Stored records
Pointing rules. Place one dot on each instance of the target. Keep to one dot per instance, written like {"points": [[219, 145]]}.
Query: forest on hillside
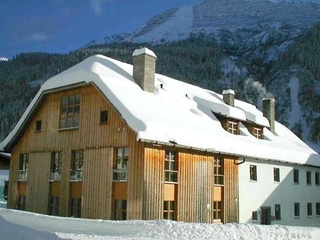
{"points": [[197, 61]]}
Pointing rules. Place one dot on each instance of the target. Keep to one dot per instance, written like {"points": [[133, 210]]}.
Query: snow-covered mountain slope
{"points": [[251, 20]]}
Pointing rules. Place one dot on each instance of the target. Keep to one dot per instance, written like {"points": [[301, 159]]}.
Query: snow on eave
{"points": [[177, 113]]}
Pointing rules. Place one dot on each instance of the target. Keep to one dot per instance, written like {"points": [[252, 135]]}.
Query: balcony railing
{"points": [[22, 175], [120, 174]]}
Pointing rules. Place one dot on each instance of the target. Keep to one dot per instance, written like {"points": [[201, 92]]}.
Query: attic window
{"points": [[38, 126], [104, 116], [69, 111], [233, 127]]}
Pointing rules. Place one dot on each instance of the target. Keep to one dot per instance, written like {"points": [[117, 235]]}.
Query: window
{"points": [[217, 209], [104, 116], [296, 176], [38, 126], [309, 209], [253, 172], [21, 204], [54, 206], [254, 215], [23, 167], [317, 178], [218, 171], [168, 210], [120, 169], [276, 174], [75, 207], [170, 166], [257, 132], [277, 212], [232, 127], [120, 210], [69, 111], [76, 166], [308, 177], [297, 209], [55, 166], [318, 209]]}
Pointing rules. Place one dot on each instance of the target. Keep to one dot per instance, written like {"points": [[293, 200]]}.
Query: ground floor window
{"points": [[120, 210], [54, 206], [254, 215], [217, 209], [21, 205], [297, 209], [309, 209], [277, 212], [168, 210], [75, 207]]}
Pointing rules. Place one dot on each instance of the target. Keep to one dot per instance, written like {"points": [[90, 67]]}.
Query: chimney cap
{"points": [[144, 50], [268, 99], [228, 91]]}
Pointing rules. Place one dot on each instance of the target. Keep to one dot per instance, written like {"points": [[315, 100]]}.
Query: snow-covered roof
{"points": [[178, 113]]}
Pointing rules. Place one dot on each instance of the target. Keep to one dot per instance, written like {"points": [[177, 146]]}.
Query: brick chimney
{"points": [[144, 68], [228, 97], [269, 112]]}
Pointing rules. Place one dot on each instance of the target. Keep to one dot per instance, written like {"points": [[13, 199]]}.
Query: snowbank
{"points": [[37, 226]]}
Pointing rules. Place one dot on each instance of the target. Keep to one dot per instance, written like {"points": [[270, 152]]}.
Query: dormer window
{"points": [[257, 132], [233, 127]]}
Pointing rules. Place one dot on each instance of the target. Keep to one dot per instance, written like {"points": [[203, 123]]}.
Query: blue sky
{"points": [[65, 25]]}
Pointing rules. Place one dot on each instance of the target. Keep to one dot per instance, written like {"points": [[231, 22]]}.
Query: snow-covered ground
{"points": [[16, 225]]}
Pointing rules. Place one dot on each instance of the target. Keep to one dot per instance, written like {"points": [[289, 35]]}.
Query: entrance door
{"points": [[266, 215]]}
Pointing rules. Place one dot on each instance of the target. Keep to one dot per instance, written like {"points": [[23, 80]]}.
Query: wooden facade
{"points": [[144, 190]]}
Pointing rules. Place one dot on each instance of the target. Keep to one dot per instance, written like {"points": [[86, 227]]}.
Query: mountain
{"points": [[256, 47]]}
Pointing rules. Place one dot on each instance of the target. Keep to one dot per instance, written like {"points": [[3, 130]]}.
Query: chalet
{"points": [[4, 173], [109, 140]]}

• _Brief_:
Write out exactly the final stretch of the records: the line containing "Query: mountain" and every line after it, through the last, and nothing else.

• _Response to this task_:
Query: mountain
{"points": [[256, 47]]}
Pointing rules. Place one dot on each instance of the target. Keep to one dot per instance, written like {"points": [[3, 130]]}.
Query: chalet
{"points": [[4, 173], [109, 140]]}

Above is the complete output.